Document section =
************

The blockers are not so much technical as regulatory and political. Technologies are available, with rapid improvements, but this can be either blocked or accelerated by what is in the end political decisions on both national and international levels.
Question: Is this too simplified ? Did I miss something?
The other main bottleneck in this energy transformation is the capacity in transmission and distribution networks. We’ll need more large-scale international HVDC links as well as upgrades in all levels of the conventional AC networks in order to handle more dynamic flows of energy from the source to the user .
The trend, as far as I can see is higher electricity consumption, from both industry and consumers, due to a general shift from fossil to electricity. Think diesel car to electric vehicle or carbon-dioxide-free steel production. This also puts more pressure on the current networks.
In industrialized countries (read Sweden) network upgrades are often hampered by very long approval processes and regulatory issues. In many parts of the world with urgent large-scale need for (clean) energy, like China, India, the African continent etc, the build-out will happen much faster and I believe this is where a large part of the investments in the sector will go.

************

Exercise aim =
Reproduce the energy transition text word for word between "The trend, as" and "the current networks.", inclusive.

************

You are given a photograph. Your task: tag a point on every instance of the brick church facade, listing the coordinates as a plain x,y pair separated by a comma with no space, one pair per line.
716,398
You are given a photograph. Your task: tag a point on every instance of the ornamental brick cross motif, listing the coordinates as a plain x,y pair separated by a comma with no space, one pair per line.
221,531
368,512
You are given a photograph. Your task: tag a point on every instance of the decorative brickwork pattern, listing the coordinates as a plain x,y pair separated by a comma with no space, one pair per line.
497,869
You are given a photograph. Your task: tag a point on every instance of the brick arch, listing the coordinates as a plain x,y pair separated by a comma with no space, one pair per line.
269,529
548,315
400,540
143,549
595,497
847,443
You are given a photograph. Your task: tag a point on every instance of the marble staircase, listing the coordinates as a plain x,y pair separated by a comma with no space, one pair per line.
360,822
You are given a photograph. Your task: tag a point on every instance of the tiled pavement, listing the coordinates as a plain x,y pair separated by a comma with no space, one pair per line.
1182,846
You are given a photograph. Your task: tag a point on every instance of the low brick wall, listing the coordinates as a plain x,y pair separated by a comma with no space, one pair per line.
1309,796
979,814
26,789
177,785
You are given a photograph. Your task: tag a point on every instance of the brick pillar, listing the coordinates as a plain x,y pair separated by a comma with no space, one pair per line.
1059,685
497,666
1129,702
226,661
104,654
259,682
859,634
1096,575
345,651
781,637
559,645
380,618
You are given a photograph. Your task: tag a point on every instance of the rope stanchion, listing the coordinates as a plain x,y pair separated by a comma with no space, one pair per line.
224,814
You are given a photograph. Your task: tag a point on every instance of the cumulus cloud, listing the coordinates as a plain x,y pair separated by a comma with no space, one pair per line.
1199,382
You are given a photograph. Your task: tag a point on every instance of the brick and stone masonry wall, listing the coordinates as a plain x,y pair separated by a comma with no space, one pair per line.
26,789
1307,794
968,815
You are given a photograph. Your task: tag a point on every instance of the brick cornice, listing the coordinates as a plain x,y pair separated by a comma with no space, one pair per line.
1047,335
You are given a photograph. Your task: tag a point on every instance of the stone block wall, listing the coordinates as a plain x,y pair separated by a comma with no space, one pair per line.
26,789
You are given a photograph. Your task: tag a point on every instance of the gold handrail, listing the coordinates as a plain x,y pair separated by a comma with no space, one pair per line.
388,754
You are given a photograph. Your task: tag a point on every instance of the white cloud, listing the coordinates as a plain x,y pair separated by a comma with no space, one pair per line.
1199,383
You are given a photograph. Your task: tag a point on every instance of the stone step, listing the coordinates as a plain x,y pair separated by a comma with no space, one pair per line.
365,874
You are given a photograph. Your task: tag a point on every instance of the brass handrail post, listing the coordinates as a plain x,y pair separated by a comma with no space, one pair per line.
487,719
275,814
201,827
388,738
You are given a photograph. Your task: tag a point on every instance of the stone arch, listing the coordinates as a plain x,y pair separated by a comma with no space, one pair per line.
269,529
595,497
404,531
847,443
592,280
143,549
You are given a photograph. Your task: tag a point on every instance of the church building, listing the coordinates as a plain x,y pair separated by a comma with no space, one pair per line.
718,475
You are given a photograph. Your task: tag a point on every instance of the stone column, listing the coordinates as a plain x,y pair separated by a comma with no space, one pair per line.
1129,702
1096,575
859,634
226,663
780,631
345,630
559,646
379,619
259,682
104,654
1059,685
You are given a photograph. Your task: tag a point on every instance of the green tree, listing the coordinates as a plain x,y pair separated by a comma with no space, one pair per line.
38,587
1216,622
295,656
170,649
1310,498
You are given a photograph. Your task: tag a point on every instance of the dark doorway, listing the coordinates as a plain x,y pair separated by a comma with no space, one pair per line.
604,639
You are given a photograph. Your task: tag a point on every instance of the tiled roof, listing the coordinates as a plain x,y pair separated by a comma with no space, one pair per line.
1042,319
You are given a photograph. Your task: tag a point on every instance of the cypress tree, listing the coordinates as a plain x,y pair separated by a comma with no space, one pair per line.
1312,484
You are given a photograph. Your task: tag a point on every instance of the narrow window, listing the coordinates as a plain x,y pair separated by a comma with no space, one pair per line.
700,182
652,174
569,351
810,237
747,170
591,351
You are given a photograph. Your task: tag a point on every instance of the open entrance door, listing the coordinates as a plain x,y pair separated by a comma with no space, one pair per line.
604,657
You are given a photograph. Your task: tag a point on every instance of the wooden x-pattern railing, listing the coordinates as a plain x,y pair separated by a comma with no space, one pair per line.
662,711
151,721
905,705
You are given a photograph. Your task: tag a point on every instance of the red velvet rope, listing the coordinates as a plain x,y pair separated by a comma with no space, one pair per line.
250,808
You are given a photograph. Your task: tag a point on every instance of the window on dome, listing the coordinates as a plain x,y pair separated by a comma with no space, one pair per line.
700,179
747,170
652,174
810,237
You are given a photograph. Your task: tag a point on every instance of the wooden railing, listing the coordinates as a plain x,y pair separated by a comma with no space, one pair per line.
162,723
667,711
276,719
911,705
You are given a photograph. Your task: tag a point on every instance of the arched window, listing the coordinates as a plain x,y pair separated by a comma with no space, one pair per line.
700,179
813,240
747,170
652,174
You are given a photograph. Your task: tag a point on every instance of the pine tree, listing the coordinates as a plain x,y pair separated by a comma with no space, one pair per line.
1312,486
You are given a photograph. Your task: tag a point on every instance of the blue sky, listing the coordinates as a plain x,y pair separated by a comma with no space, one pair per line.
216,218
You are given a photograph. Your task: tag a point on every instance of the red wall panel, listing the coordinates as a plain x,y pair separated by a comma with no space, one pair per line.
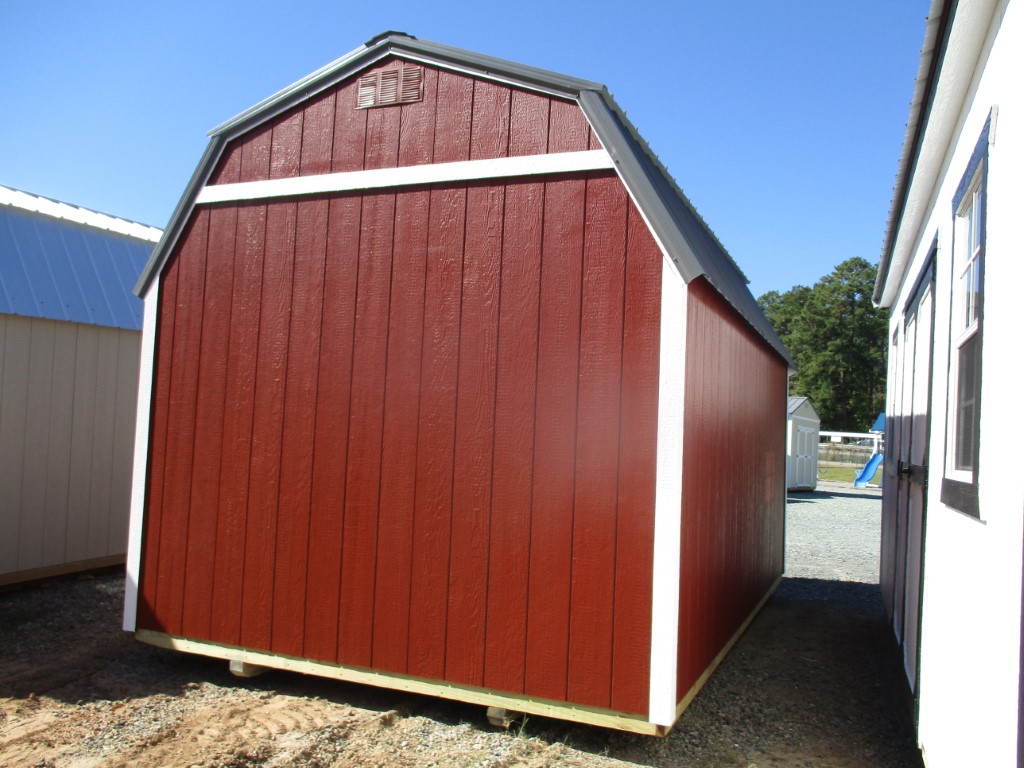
239,399
458,118
331,430
733,478
429,446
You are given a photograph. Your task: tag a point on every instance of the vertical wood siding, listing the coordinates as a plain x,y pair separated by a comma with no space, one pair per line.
459,119
67,419
733,479
429,444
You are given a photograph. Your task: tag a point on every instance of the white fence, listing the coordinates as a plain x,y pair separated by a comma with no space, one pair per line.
849,448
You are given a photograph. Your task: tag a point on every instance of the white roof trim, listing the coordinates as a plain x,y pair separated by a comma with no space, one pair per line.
54,209
470,170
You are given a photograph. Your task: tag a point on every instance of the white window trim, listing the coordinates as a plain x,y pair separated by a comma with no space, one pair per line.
961,334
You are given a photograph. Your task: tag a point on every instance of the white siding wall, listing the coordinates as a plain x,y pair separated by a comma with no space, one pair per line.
971,620
67,419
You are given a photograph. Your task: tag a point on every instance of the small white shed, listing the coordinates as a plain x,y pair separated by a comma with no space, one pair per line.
69,381
802,444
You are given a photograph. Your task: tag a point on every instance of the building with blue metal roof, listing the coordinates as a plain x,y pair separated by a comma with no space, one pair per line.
69,379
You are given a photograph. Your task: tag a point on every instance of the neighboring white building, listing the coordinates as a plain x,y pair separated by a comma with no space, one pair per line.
69,381
802,438
950,274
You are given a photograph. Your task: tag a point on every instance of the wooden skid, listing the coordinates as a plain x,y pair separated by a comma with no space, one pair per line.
242,658
706,676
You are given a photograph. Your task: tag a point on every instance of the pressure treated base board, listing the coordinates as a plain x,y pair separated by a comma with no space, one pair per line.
248,663
468,694
695,688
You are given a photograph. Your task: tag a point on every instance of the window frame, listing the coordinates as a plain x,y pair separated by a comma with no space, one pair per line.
967,311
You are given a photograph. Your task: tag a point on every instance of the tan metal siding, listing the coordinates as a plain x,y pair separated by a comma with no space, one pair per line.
67,419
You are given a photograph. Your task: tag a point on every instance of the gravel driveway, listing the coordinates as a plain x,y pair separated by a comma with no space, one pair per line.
813,682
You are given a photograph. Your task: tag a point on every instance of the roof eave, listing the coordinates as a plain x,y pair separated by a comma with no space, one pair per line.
933,49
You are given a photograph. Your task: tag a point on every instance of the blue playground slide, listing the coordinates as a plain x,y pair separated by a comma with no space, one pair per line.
865,474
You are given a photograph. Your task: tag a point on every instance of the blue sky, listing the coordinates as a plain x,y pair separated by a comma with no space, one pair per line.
782,122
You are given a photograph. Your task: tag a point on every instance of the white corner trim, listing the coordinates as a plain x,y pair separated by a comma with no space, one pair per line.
668,499
469,170
138,476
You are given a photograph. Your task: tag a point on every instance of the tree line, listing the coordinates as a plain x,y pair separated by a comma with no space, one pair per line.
837,338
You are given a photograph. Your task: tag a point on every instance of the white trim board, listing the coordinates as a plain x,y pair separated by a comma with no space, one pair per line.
469,170
133,564
668,500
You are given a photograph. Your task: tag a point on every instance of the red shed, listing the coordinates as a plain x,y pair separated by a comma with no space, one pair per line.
448,388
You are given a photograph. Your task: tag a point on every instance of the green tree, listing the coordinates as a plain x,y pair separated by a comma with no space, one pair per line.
838,339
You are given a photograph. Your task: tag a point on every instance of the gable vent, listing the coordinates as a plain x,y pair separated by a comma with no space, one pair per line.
399,86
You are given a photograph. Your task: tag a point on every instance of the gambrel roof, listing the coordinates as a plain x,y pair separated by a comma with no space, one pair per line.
679,229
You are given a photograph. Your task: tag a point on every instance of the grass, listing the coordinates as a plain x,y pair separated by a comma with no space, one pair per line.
845,474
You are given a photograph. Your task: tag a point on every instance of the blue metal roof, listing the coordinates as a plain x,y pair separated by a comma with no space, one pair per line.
57,268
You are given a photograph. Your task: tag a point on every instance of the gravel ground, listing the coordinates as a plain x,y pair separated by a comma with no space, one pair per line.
813,682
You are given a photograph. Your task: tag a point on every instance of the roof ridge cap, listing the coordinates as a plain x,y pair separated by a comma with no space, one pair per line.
77,214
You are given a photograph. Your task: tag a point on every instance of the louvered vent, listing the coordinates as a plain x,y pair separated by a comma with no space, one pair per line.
399,86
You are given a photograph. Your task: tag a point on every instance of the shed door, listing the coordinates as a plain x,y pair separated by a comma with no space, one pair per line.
807,443
909,442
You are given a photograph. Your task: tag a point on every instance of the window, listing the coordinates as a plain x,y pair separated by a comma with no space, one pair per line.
960,484
969,236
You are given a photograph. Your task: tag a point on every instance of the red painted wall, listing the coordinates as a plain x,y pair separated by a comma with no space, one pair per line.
459,119
733,478
413,431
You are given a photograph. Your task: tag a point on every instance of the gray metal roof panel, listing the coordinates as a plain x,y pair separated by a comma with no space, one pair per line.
59,269
687,239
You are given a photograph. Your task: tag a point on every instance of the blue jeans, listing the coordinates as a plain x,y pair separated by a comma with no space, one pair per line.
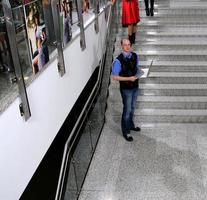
129,98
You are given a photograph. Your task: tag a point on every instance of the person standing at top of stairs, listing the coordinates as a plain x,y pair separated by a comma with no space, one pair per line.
125,69
130,17
149,11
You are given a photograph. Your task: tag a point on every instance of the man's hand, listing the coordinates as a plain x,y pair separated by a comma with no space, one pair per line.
133,78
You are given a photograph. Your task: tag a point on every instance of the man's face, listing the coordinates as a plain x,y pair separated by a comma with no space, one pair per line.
126,45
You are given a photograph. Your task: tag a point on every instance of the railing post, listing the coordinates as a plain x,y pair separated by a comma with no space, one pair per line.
58,43
11,32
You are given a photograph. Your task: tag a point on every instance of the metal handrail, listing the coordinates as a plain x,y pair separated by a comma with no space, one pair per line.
92,96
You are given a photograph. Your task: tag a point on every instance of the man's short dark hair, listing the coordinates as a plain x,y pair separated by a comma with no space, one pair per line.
124,39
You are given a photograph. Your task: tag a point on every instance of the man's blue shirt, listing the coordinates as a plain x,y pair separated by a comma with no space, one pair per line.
116,65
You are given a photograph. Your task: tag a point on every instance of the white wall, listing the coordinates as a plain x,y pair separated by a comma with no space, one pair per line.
51,97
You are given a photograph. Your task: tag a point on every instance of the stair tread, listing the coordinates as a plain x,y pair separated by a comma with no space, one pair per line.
177,74
173,86
181,112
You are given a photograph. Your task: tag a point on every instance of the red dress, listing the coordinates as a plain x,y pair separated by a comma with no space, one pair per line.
130,12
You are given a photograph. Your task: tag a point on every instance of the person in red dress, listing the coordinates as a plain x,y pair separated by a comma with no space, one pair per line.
130,17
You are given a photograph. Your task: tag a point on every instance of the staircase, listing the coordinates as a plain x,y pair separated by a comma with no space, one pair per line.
175,39
167,160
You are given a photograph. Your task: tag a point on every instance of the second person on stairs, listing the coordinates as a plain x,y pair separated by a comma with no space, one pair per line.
130,17
149,11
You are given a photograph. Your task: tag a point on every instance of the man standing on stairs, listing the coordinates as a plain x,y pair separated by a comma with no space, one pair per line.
125,69
130,17
151,10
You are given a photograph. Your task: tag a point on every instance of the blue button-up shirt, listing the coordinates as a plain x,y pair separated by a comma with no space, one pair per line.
116,65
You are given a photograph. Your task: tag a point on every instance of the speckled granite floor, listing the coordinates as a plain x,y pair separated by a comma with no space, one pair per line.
168,159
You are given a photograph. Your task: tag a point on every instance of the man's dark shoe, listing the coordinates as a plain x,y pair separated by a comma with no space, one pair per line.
147,11
128,137
136,129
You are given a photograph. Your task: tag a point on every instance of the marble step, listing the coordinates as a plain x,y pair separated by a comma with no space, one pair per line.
171,57
166,12
171,22
168,90
159,27
163,102
178,68
165,116
172,80
168,29
168,52
161,33
173,63
178,74
165,41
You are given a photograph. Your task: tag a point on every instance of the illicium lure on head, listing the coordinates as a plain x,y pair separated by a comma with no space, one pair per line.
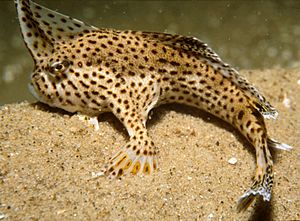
81,68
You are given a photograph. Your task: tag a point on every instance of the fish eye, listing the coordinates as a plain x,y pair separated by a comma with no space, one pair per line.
59,66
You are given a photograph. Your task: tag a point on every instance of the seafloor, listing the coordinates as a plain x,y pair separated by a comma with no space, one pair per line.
47,158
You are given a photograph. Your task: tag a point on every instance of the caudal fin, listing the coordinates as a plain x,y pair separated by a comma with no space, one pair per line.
275,144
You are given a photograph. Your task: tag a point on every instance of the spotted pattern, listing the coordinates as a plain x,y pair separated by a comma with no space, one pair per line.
84,69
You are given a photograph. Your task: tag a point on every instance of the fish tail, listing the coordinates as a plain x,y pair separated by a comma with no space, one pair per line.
277,145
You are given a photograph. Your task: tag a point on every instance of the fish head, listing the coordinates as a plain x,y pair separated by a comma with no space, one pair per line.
47,35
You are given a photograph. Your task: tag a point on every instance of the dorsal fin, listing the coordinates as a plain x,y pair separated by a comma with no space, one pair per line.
202,51
42,27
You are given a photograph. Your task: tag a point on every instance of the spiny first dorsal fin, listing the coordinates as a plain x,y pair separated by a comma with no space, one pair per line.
42,27
202,51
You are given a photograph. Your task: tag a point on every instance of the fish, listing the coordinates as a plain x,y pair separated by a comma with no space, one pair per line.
84,69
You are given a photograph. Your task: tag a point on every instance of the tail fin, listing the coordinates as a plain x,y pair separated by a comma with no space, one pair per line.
281,146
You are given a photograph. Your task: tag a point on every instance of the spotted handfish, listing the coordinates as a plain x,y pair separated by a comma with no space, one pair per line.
82,68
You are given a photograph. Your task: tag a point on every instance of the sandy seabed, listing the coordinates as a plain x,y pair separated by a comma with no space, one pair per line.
47,157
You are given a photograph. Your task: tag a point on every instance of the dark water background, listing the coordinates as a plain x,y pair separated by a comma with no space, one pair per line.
246,34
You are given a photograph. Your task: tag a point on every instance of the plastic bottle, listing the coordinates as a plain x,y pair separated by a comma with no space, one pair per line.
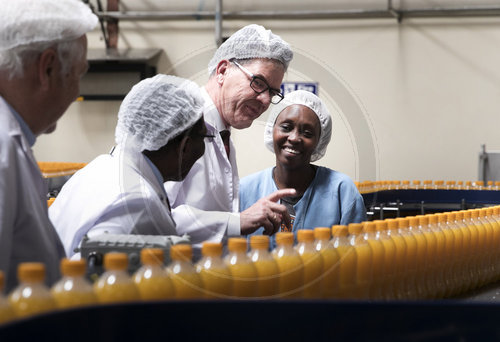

************

Solution to the problem =
The trend, as far as I can see is higher electricity consumption, from both industry and consumers, due to a general shift from fossil to electricity. Think diesel car to electric vehicle or carbon-dioxide-free steel production. This also puts more pressure on the current networks.